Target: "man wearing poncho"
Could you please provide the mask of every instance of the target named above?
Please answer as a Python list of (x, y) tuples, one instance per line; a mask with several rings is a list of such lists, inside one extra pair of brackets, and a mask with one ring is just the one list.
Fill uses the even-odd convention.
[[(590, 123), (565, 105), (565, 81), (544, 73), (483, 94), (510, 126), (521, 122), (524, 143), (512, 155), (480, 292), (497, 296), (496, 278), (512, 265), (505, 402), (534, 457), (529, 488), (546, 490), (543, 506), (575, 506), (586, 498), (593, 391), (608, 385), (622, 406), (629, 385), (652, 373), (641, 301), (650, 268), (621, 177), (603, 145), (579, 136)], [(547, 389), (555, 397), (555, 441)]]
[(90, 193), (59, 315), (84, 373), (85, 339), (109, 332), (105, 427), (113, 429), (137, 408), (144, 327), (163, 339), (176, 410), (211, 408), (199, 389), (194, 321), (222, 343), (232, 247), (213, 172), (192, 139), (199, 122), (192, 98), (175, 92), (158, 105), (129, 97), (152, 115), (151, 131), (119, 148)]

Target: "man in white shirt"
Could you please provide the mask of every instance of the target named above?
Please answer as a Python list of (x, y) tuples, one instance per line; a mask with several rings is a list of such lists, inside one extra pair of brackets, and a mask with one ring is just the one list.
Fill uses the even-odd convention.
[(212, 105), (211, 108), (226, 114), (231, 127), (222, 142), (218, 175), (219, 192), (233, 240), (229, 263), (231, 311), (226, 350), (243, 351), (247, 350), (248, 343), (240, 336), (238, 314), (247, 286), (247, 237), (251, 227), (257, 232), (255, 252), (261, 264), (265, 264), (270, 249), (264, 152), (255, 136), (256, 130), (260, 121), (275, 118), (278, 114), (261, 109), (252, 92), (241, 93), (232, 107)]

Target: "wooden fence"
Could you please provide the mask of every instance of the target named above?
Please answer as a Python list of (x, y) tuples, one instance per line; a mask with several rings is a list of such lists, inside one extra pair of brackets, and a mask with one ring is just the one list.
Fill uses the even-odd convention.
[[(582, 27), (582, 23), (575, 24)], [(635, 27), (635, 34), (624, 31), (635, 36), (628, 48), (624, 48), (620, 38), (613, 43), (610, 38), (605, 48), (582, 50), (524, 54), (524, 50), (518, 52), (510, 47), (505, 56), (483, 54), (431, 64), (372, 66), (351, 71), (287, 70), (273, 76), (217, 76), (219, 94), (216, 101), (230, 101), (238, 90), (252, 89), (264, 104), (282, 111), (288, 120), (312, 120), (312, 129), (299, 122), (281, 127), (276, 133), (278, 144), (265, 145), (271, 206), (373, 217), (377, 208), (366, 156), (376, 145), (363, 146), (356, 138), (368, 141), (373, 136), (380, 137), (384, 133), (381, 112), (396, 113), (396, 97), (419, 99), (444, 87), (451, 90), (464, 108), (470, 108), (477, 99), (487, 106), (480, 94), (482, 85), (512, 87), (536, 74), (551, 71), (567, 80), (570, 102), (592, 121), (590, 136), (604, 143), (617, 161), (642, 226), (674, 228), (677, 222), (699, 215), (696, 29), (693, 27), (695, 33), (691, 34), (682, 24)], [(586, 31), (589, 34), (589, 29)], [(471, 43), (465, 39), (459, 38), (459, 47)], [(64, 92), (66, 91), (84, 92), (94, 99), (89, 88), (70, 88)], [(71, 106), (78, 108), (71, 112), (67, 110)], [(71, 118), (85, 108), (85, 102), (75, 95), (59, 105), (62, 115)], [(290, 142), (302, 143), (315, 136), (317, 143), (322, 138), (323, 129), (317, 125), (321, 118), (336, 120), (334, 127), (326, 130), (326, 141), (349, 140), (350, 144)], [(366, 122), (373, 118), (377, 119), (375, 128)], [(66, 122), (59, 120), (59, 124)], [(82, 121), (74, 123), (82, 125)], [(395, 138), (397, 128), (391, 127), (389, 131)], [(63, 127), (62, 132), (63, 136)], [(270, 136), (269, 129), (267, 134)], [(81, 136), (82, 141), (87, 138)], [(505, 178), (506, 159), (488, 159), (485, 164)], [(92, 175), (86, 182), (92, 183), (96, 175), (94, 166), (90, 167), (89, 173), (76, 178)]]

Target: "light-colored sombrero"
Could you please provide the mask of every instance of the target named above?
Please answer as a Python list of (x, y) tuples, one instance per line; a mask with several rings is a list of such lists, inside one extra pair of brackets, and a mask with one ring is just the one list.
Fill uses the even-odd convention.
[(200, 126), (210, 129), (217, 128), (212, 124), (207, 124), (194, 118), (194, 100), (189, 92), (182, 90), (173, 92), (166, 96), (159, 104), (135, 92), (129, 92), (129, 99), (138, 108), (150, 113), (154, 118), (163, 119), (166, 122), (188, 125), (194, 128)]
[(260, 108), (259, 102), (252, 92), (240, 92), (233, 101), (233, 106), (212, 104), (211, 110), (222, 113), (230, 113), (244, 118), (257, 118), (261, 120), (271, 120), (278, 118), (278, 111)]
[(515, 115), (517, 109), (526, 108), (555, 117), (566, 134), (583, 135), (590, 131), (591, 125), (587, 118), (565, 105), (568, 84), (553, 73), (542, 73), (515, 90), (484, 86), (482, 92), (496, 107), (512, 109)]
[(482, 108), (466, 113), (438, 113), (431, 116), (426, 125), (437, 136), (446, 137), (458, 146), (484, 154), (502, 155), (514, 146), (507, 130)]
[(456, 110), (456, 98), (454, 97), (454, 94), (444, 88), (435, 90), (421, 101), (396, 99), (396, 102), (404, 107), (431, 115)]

▬▬▬▬▬▬

What you are asked to do:
In every row, rewrite the lines with "even-odd convention" renamed to "even-odd rule" and everything else left unchanged.

Response to the exercise:
Target: "man wearing poncho"
Could you please provide the mask of every instance of the target named above?
Please answer as a Python list of (x, y) tuples, one instance per line; a mask with several rings is a list of such lists, inside one extra pair of brackets, and a mask with one ring is just the one list.
Fill uses the even-odd rule.
[[(590, 123), (565, 105), (565, 81), (544, 73), (483, 94), (510, 126), (521, 122), (524, 143), (512, 155), (480, 292), (497, 296), (496, 278), (512, 265), (505, 402), (534, 457), (529, 488), (546, 490), (543, 506), (575, 506), (586, 498), (593, 391), (608, 385), (622, 406), (629, 385), (652, 373), (641, 301), (650, 268), (621, 177), (603, 145), (579, 136)], [(547, 389), (555, 397), (555, 441)]]
[(90, 193), (59, 315), (84, 373), (85, 339), (109, 332), (105, 427), (113, 429), (137, 408), (144, 327), (163, 339), (176, 410), (211, 408), (199, 389), (194, 321), (222, 343), (232, 247), (213, 172), (192, 139), (199, 122), (192, 98), (175, 92), (158, 105), (129, 97), (152, 115), (151, 131), (119, 148)]

Target: "man in white shirt"
Could you please provide the mask of every instance of the target named above?
Please answer as a Python list of (x, y) tuples, one instance per line; a mask with several rings is a list of such lists, inside one extra pair of brackets, and a mask with one ring is just the one list.
Fill uses the even-odd rule.
[(212, 105), (211, 108), (226, 114), (231, 127), (222, 142), (218, 175), (219, 192), (233, 240), (229, 263), (231, 311), (226, 350), (243, 351), (247, 350), (248, 343), (240, 336), (238, 314), (247, 286), (247, 237), (251, 227), (257, 232), (255, 252), (261, 264), (265, 264), (270, 249), (264, 152), (255, 136), (256, 130), (260, 121), (275, 118), (278, 114), (261, 109), (252, 92), (241, 93), (232, 107)]

Target: "wooden fence"
Could you please provide the mask of every instance of the target named above?
Please answer as a Python list of (x, y) tuples, one instance per line; a mask with several rings is a list of such lists, inside one extra pair of brackets, and a mask with one ring is just the one list.
Fill uses the even-odd rule.
[[(582, 27), (582, 23), (575, 24)], [(635, 27), (635, 34), (624, 31), (635, 36), (628, 48), (624, 48), (620, 38), (613, 43), (610, 38), (605, 48), (582, 50), (524, 54), (524, 50), (518, 52), (510, 47), (505, 56), (483, 54), (431, 64), (372, 66), (351, 71), (287, 70), (273, 76), (217, 76), (219, 94), (216, 101), (230, 101), (238, 90), (252, 89), (264, 104), (282, 111), (288, 120), (312, 120), (312, 129), (299, 122), (281, 127), (276, 133), (278, 144), (265, 145), (271, 206), (373, 217), (377, 208), (366, 156), (376, 145), (363, 146), (356, 138), (368, 141), (373, 136), (380, 137), (384, 133), (381, 112), (396, 113), (396, 97), (419, 99), (444, 87), (451, 90), (464, 108), (470, 108), (477, 99), (487, 106), (480, 94), (482, 85), (512, 87), (536, 74), (551, 71), (567, 80), (570, 102), (592, 121), (590, 136), (604, 143), (617, 161), (642, 226), (674, 228), (677, 222), (699, 215), (696, 29), (693, 27), (695, 33), (691, 34), (682, 24)], [(586, 31), (589, 34), (589, 29)], [(471, 43), (465, 39), (459, 38), (459, 47)], [(64, 92), (66, 91), (84, 92), (94, 99), (89, 88), (70, 88)], [(71, 106), (78, 108), (71, 112), (67, 110)], [(71, 118), (85, 108), (85, 102), (75, 95), (59, 105), (62, 115)], [(290, 142), (302, 143), (315, 136), (317, 143), (322, 138), (323, 129), (317, 125), (321, 118), (336, 120), (334, 127), (326, 130), (326, 141), (349, 140), (350, 144)], [(366, 122), (373, 118), (377, 119), (375, 128)], [(66, 122), (59, 120), (59, 124)], [(82, 121), (74, 123), (82, 125)], [(395, 138), (397, 128), (391, 127), (389, 131)], [(63, 127), (62, 132), (63, 136)], [(270, 136), (269, 129), (267, 134)], [(81, 136), (82, 141), (87, 138)], [(505, 178), (506, 159), (488, 159), (485, 164)], [(92, 175), (86, 182), (92, 183), (96, 175), (94, 166), (90, 167), (89, 173), (76, 178)]]

Target: "light-colored sombrero"
Could you please provide the mask of every instance of the target named above?
Please answer as a Python list of (x, y) tuples, one instance per line; a mask with several rings is a list of such lists, inside one extra pair of brackets, and a mask with one ring is just the one list.
Fill uses the even-odd rule.
[(200, 126), (210, 129), (217, 128), (212, 124), (207, 124), (194, 118), (194, 100), (189, 92), (182, 90), (173, 92), (166, 96), (159, 104), (135, 92), (129, 92), (129, 99), (138, 108), (150, 113), (154, 118), (163, 119), (166, 122), (188, 125), (194, 128)]
[(260, 108), (259, 102), (252, 92), (240, 92), (233, 101), (233, 106), (212, 104), (211, 110), (222, 113), (230, 113), (244, 118), (257, 118), (261, 120), (271, 120), (278, 118), (278, 111)]
[(515, 115), (517, 109), (526, 108), (555, 117), (566, 134), (583, 135), (590, 131), (591, 125), (587, 118), (565, 105), (568, 84), (553, 73), (542, 73), (515, 90), (484, 86), (482, 92), (496, 107), (512, 109)]
[(482, 108), (466, 113), (438, 113), (431, 116), (426, 125), (437, 136), (446, 137), (458, 146), (484, 154), (502, 155), (514, 146), (507, 130)]
[(456, 110), (456, 98), (454, 97), (454, 94), (444, 88), (435, 90), (421, 101), (396, 99), (396, 102), (404, 107), (431, 115)]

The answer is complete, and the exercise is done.